- About this task
Print the records below from the first line through the line containing "box: [885, 0, 970, 71]", both included, word for word.

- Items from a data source
|---|

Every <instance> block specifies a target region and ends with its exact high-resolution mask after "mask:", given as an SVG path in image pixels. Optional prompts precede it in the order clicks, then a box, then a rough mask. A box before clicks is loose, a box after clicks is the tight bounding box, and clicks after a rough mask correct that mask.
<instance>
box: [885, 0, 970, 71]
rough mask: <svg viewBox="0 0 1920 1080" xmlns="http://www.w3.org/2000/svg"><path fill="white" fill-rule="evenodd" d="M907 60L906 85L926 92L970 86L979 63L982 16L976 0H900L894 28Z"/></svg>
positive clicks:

|---|

- Answer space
Every <instance> block specifies a target region and ends with its exact high-resolution mask after "mask:", given as an SVG path in image pixels. Optional prompts precede it in the order clicks, then a box, then a rough mask. A box before clicks is loose, a box after clicks is the tight bounding box, and clicks after a rough mask correct that mask.
<instance>
box: [885, 0, 970, 71]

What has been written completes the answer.